- 原文
第1 「控訴理由書」第1(請求の趣旨の変更)について


1 同1(変更の内容)(3頁)について


   変更後の請求の趣旨について、請求棄却を求める(第1回口頭弁論において答弁済み)。


2 同2(変更の理由)(3頁)について


(1)同(1)について

    控訴人は、原判決が隊長命令の真実性を肯定しなかったから、本件各書籍の出版等は違法ということになると主張するが、原判決は隊長命令について真実相当性を認め、本件各書籍の出版は不法行為に該当しないとしており、控訴人の主張が誤りであることは明らかである。

(2)同(2)及び(3)について

    控訴人は、平成19年12月26日に発表された教科書検定についての文部科学省の立場及び原判決が隊長命令の真実性を肯定しなかったことを理由に、本件各書籍の販売継続の違法性がより高度なものになったなどと主張する。

- 表示情報
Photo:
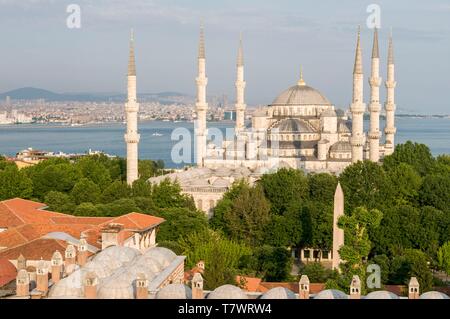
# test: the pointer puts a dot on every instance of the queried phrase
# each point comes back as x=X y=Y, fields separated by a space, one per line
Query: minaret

- 課題 1
原文に含まれる見出しを、番号や括弧も含めてすべて書き出してください。
- 課題 2
原文によれば、原判決は隊長命令について何を認めたか。
- 課題 3
控訴人の主張に答える原文を、最後の文の次から書き継いでください。

- 解答 1
- 第1 「控訴理由書」第1(請求の趣旨の変更)について
- 1 同1(変更の内容)(3頁)について
- 2 同2(変更の理由)(3頁)について
- (1)同(1)について
- (2)同(2)及び(3)について

- 解答 2
原判決は、隊長命令について真実相当性を認めました。

- 解答 3
    しかし、文部科学省は、後記第3、2(7頁以下)記載のとおり、本件訴えの提起及び控訴人梅澤の陳述書などによって隊長命令があったとする従来の通説が覆されたとして行った平成19年3月30日発表の教科書検定を事実上撤回し、「日本軍によって『集団自決』に追い込まれたり、スパイ容疑で虐殺された一般住民もあった」「日本軍は、住民に対して米軍への恐怖心をあおり、米軍の捕虜となることを許さないなどと指導したうえ、手榴弾を住民にくばるなどした。このような強制的な状況のもとで、住民は、集団自決と殺し合いに追い込まれた」などの記述を認める立場に戻ったものである(乙103琉球新報記事)。また、原判決は、控訴人梅澤の供述を信用できないと判示し、本件各書籍の出版継続は不法行為とはならないとしたものである。

    したがって、控訴人の上記主張が失当であることは明らかである。


第2 同第2(原判決の最高裁判例解釈上の問題)について


1 同1(真実相当性の法的性質にかかる誤り)(6頁)について


(1)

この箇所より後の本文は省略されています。